## Task prompt
From the records below, extract all the text exactly and leave the images behind.
— Start Listed entries —
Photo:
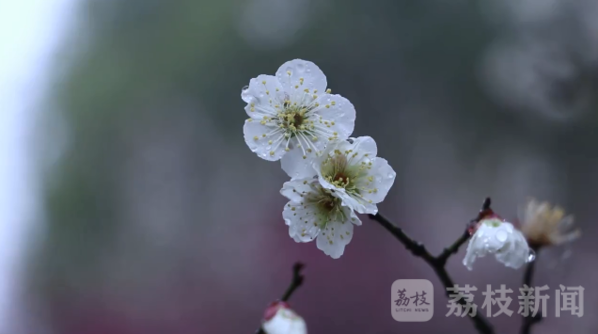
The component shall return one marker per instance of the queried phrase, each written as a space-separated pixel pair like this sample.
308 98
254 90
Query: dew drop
501 236
531 256
245 93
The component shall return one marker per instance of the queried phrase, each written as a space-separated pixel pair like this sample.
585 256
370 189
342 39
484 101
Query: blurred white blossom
293 115
495 236
543 225
281 319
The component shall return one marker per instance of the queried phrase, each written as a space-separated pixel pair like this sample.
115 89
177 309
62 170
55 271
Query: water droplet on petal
531 256
245 93
501 236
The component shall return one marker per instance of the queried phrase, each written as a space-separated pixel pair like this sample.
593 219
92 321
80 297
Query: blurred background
131 204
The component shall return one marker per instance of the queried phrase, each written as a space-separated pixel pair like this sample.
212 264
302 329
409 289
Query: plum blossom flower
313 212
498 237
353 173
543 225
293 115
279 318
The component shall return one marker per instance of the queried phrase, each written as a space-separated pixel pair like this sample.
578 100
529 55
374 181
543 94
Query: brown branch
529 321
296 282
438 262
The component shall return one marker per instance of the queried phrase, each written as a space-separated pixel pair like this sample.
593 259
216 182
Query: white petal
259 92
354 219
517 253
383 177
296 190
291 72
295 166
338 110
263 142
301 220
333 239
286 321
365 144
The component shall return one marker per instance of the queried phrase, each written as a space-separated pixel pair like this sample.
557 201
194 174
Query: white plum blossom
353 173
293 116
544 225
281 319
313 212
495 236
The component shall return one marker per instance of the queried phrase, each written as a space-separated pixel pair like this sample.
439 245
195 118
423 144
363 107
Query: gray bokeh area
157 218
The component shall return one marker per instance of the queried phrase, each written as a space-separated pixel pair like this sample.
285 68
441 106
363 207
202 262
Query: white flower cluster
294 118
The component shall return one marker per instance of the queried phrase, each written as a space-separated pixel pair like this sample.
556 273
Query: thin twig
438 262
296 282
529 321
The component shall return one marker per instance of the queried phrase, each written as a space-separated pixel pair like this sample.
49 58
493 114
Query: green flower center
329 207
340 172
— End Listed entries —
## The result
Photo:
The component shall return one marker per instance of the queried phrase, each written as a space-separated pixel pair like this sample.
308 98
254 90
Query: dew drop
501 236
531 256
245 93
The component shall return one marker per instance of the queried phrase, each written as a space-separated pixel pair like this sample.
585 256
370 189
342 39
484 101
Query: blurred white blossom
293 115
495 236
543 225
281 319
The component shall return one marker per instance of the queried phrase, each written as a space-separated pixel pair like this sample.
115 89
177 309
62 170
55 271
Query: water droplet on petal
531 256
245 93
501 236
The component shall return one marker per instance of the queried phrase, each written as a space-separated pixel pair like this sample.
593 219
92 321
80 297
Query: blurred background
131 204
The component shall return one marker per instance of the queried phrase, each written as a space-separated pixel pair like this sample.
212 264
302 329
409 289
Query: plum blossom flower
313 212
498 237
353 173
543 225
293 115
279 318
The component shall return one marker per instance of the queried phrase, each written as a space-separated pixel pair like this sample.
578 100
529 55
374 181
543 94
Query: brown branch
529 321
296 282
438 262
The component shall return one marker per instance of the queried phrase, each written as a space-separated pixel pair like this sample.
593 259
216 182
Query: white petal
259 92
354 219
517 253
383 177
296 190
291 72
295 166
338 110
263 142
301 220
333 239
286 321
365 144
The component shall return one marker per instance of the queried phrase, each written as a space-separated pixel pair like this sample.
557 201
194 174
Query: white plum blossom
353 173
293 116
544 225
281 319
313 212
495 236
The component shall return one marker per instance of the queried phrase, each written as a space-separated pixel pair like this sample.
439 245
195 118
423 144
363 107
Query: gray bokeh area
157 218
The component shall return one marker per instance of the queried phrase, each written as a space-separated pixel pair like this sample.
285 68
441 106
363 207
202 262
Query: white flower cluster
294 118
The component shall return one marker per instance of the queried phrase, each written as a space-separated pixel pair like this sample.
556 273
Query: thin twig
438 262
296 282
529 321
The component shall return one marker per instance of the queried phrase, each written as a space-separated pixel pair like this sample.
49 58
493 114
Query: green flower center
329 207
340 172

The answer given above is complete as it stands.